Excerpts from a detection dataset
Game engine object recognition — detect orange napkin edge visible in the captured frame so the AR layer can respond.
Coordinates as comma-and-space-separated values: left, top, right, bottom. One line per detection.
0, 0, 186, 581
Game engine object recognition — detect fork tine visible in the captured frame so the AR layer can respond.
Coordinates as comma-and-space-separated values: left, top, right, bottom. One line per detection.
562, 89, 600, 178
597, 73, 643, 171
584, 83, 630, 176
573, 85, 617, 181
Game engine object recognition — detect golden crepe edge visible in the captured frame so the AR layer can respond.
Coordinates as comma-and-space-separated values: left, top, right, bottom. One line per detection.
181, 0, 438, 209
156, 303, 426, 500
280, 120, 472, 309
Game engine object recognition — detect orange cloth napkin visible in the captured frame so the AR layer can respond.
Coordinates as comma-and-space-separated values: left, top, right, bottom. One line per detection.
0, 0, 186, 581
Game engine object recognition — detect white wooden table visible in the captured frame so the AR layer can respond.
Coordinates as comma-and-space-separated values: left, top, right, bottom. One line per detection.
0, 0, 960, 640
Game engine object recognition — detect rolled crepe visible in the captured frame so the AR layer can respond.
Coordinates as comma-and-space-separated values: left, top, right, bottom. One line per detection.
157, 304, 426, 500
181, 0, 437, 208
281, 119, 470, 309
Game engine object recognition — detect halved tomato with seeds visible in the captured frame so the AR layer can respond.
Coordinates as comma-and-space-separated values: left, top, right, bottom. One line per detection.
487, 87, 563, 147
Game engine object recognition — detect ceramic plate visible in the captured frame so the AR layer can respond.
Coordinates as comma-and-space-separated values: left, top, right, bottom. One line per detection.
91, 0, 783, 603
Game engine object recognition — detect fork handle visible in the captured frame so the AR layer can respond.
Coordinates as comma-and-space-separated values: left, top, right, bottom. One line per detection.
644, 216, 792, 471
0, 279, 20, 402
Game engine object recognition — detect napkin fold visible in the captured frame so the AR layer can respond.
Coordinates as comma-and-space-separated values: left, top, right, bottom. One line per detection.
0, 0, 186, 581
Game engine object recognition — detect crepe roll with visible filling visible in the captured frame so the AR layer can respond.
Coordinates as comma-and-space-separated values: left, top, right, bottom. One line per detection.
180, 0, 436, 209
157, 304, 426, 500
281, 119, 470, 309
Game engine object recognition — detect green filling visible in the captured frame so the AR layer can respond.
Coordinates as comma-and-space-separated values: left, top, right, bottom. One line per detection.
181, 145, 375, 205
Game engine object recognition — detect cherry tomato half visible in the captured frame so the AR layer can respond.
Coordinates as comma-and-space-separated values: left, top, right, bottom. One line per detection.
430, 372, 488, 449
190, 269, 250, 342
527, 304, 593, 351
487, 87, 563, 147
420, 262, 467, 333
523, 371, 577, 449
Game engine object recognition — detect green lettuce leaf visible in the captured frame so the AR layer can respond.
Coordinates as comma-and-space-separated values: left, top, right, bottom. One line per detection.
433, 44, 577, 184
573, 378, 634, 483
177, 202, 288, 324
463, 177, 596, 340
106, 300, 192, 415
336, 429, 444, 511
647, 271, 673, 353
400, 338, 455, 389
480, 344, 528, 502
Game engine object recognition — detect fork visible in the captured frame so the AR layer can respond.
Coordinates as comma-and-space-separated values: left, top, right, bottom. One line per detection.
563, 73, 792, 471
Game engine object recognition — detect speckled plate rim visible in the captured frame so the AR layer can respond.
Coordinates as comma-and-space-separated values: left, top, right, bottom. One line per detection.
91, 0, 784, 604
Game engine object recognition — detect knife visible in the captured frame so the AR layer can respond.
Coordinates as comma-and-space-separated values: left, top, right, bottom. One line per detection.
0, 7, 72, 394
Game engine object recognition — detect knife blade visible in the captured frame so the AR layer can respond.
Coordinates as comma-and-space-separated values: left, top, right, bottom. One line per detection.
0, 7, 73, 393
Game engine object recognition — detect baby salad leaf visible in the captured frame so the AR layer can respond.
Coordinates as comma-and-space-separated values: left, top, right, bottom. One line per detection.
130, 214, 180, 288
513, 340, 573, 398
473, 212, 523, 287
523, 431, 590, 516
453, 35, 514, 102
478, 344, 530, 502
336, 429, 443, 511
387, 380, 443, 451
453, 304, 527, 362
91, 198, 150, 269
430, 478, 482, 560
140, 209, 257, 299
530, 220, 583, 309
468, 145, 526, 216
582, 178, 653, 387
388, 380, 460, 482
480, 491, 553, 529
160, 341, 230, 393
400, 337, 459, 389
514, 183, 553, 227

Your objective:
Reproduce every row above, character for character.

Full output:
Game engine object recognition — detect orange napkin edge visible in the captured frame so the AR layer can respond.
Coordinates as comma-and-space-separated values: left, top, right, bottom. One line per detection.
0, 0, 186, 581
Game engine object recognition — detect fork tine visible in the captured frame so the AR layer can respond.
Coordinates as comma-and-space-separated values: left, top, right, bottom. One line per detection.
562, 89, 600, 178
597, 73, 643, 171
584, 83, 630, 176
573, 85, 617, 181
Game engine object recognition — detect golden crepe edge visible in the captured frame so the AR layer can respond.
Coordinates as comma-and-space-separated values: left, top, right, bottom. One line per detection.
181, 0, 438, 209
156, 303, 426, 500
280, 120, 472, 309
Game engine object recognition — detect orange cloth napkin visible in the captured frame so the AR layer can respond.
Coordinates as comma-and-space-separated values: left, top, right, bottom. One line per detection.
0, 0, 186, 581
Game engine object recognition — detect white wooden table visible in the captured frame so the AR layer can respond.
Coordinates as comma-and-space-separated values: left, top, right, bottom. One line per detection.
0, 0, 960, 640
Game engine object recognition — detect rolled crepe visible in the captured frame so the AR layer can respond.
Coordinates as comma-and-space-separated values: left, top, right, bottom. One line per detection.
157, 304, 426, 500
181, 0, 437, 208
281, 119, 470, 309
Game engine object recognition — detect halved tomato with seeds visible in the captured frame so the AR layer can respond.
Coordinates as comma-and-space-separated values: left, top, right, bottom. One line per detection.
487, 87, 563, 147
Game engine object recognition — detect ceramic plate visible in the captured frame so the AR layer can respond.
Coordinates as comma-and-space-separated values: left, top, right, bottom. One line per detection.
91, 0, 783, 603
Game engine object recognition — detect fork handle visible in the captured frame so the AR layer can respond.
Coordinates as comma-and-space-separated values: left, top, right, bottom. One line per detection.
644, 216, 792, 471
0, 279, 20, 402
Game engine object recognition — detect napkin fold visible in the captured frame so the AR layer can respond.
Coordinates as comma-and-space-separated values: left, top, right, bottom. One line per detection.
0, 0, 186, 581
Game engine object recognition — detect crepe roll with visible filling visible in the captured frame so the AR layer can respond.
Coordinates as comma-and-space-separated values: left, top, right, bottom. One line per detection.
180, 0, 436, 209
157, 304, 426, 500
281, 119, 470, 309
Game engine object recognition — detect green filling visible in the captured frame so the AR layer can respond.
Coordinates as comma-and-space-separated values: left, top, right, bottom. One line per detection.
181, 145, 375, 205
Game engine object recognition — detect cherry tomato half visible in the captured frame so the AR layer can respond.
Coordinates as comma-and-space-separated values: left, top, right, bottom. One line per detection.
430, 372, 488, 449
190, 269, 250, 342
527, 304, 593, 351
487, 87, 563, 147
420, 262, 467, 333
523, 371, 577, 449
Game engine object recognition — detect green lettuce leaf visible in the captured frame so the AR layer can respond.
Coordinates as comma-and-space-separated values: left, top, right, bottom. One line per detection.
433, 44, 577, 184
573, 378, 634, 483
177, 202, 288, 324
463, 177, 596, 340
106, 300, 192, 415
336, 429, 444, 511
647, 271, 673, 353
400, 338, 455, 389
480, 344, 528, 502
Game engine object recognition — detect fork visible in the captured frame so the AR layer can respond.
Coordinates as comma-and-space-separated values: left, top, right, bottom. One line per detection.
563, 73, 792, 471
Game engine object recognition — detect speckled plate rim visible in the captured frame so the AR layer can respond.
Coordinates as comma-and-space-separated values: left, top, right, bottom. One line per detection.
91, 0, 784, 604
Game engine object recognition — detect knife visible in the captured frame so the AR layer can respond.
Coordinates as comma-and-space-separated values: left, top, right, bottom. One line per detection.
0, 7, 72, 394
Game engine object recognition — detect knife blade visible in the captured frame so the AR layer can respond.
Coordinates as comma-and-space-separated values: left, top, right, bottom. One line per detection.
0, 7, 73, 393
Game engine object recognition — detect baby salad leaf visible in the captured frame so the AR layer can respond.
Coordinates as comma-and-space-separated values: left, top, right, bottom. One line per detection.
130, 214, 180, 288
513, 340, 573, 398
473, 212, 523, 287
523, 431, 590, 516
453, 35, 514, 102
478, 344, 530, 502
336, 429, 443, 511
387, 380, 443, 451
453, 304, 527, 362
91, 198, 150, 269
430, 478, 482, 560
140, 209, 257, 299
530, 220, 583, 309
468, 145, 526, 216
582, 178, 653, 387
388, 380, 460, 482
480, 491, 553, 529
160, 341, 230, 393
400, 337, 459, 389
514, 183, 553, 227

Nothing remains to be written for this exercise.